What you have to do - Retype every entry below without any change.

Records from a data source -
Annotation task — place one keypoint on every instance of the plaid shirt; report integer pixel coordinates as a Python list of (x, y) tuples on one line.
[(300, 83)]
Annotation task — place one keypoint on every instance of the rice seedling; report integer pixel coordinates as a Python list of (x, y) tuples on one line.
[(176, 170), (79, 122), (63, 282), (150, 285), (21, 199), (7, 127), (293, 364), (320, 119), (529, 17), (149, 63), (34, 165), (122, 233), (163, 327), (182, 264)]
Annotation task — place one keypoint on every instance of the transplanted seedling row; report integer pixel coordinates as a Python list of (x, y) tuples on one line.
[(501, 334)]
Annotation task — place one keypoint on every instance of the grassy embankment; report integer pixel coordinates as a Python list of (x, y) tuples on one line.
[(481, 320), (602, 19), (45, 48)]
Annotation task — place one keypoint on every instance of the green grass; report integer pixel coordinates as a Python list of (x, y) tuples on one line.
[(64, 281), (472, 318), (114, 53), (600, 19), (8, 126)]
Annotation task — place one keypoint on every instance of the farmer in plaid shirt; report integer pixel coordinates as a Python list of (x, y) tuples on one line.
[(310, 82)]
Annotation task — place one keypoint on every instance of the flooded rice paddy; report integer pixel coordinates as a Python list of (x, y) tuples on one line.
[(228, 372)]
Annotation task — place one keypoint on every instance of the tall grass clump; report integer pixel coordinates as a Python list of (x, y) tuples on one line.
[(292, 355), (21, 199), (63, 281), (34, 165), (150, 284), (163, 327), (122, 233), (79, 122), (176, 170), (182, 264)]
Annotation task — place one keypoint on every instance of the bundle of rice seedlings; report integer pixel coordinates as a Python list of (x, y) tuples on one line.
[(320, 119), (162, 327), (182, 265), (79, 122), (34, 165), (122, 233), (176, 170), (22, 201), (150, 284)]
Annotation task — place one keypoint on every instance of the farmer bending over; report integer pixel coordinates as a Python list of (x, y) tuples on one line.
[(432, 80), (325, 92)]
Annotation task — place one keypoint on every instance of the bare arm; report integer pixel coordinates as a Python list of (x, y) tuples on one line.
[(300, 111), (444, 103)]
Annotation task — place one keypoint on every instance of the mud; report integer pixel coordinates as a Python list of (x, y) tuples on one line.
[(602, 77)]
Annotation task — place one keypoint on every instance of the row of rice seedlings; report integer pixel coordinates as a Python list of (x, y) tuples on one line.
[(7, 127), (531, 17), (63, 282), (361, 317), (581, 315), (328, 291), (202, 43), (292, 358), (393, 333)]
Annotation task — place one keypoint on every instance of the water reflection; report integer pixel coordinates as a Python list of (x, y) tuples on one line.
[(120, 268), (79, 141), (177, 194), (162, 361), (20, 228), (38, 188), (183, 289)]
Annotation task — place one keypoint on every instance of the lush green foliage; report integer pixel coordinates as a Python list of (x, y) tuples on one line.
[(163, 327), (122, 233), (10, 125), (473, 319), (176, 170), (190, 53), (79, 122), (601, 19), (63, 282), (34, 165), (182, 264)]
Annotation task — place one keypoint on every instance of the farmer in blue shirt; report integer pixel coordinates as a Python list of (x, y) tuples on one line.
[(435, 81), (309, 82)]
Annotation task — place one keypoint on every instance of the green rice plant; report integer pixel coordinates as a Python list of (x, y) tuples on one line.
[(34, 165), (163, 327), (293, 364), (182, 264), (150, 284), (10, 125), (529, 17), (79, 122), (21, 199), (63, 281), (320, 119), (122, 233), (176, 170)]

Problem solution -
Annotation task — place one keypoint on every instance of the plaid shirt; report integer pixel coordinates as a Python list of (x, y) tuples on one line.
[(300, 83)]
Annotation task — place one keypoint on every instance of the rice seedling; report integer pixel coordinates as a Python list of (x, y) tuples on one line.
[(176, 170), (79, 122), (63, 282), (150, 285), (21, 199), (7, 127), (293, 364), (320, 119), (529, 17), (149, 63), (34, 165), (122, 233), (163, 327), (182, 264)]
Annotation task — place one keypoint on every instance of the transplanted seedling row; report integer pixel coordinates as a Python list of (x, y) tuples on one line.
[(501, 334)]
Annotation task — place one keypoint on every instance of the grassy embankment; report integer pixel coordinates as a Python list of (x, y) tuples on one line.
[(481, 320), (602, 19), (45, 48)]
Annotation task — place one keypoint on every instance of the green grass; report integer pixel coordinates as a Python list of (x, y) tuples on one line.
[(64, 281), (472, 318), (114, 53), (600, 19), (8, 126)]
Annotation task — place one keypoint on every instance of the farmer in plaid shirt; report integer pixel coordinates as a Python list of (x, y) tuples on one line.
[(310, 82)]
Annotation task — place one keypoint on every instance of the flooded rice paddy; report integer pixel coordinates as a Python list of (x, y) tuples on one line.
[(228, 372)]
Annotation task — place one keypoint on every instance of the tall grass clump; report integer pixel coordinates as a Python list of (x, y) tuples on one line.
[(292, 355), (21, 199), (63, 281), (34, 165), (150, 284), (163, 327), (122, 233), (79, 122), (176, 170), (182, 264)]
Annotation task — place one keypoint on every instance of the bundle of rice seedlings; report integer pixel coordinates as a Python list of (x, y) tuples on one line.
[(320, 119), (162, 327), (182, 265), (79, 122), (34, 165), (122, 233), (176, 170), (22, 201), (150, 284)]
Annotation task — place one keypoint on every instance of the farmer bending over; report integer pixel coordinates as a Python list of (x, y) tuples on one line.
[(432, 80), (325, 92)]
Annotation task — place one keypoint on every instance of the bare arm; report integer pixel coordinates as a Python list of (x, y) tuples on one line.
[(300, 111), (444, 103)]
Annotation task — place one keypoint on every instance of the mud; report integer pixel coordinates as a Python list of (x, y) tuples on one line.
[(602, 77)]
Annotation task — place one keypoint on every instance of the row of rice seedlings; report integer pixel coordinates as a Python list of (x, y) tuples on one line.
[(7, 127), (531, 17), (63, 282), (361, 317), (581, 315), (328, 291), (202, 43), (292, 358), (393, 333)]
Annotation task — place one keypoint on every instance of the water reflection; report integer pixel coordinates as a Python list of (x, y) tuples on one line.
[(120, 268), (79, 141), (177, 194), (162, 361), (20, 228), (38, 188), (183, 289)]
Annotation task — place one keypoint on every instance of the lush green foliage; report integer pixel coordinates as a Python list of (x, y) tuples on one line.
[(163, 327), (122, 233), (10, 125), (473, 319), (176, 170), (190, 53), (79, 122), (601, 19), (63, 282), (34, 165), (182, 264)]
Annotation task — place one keypoint on every instance of the farmer in blue shirt; report integer pixel coordinates as a Python list of (x, y) tuples on one line.
[(435, 81), (309, 82)]
Annotation task — place one keypoint on every instance of the green rice plant; report integer pixel coordinates as a Python list of (x, y) tuples on one line.
[(34, 165), (163, 327), (293, 364), (182, 264), (150, 284), (10, 125), (529, 17), (79, 122), (21, 199), (63, 281), (320, 119), (122, 233), (176, 170)]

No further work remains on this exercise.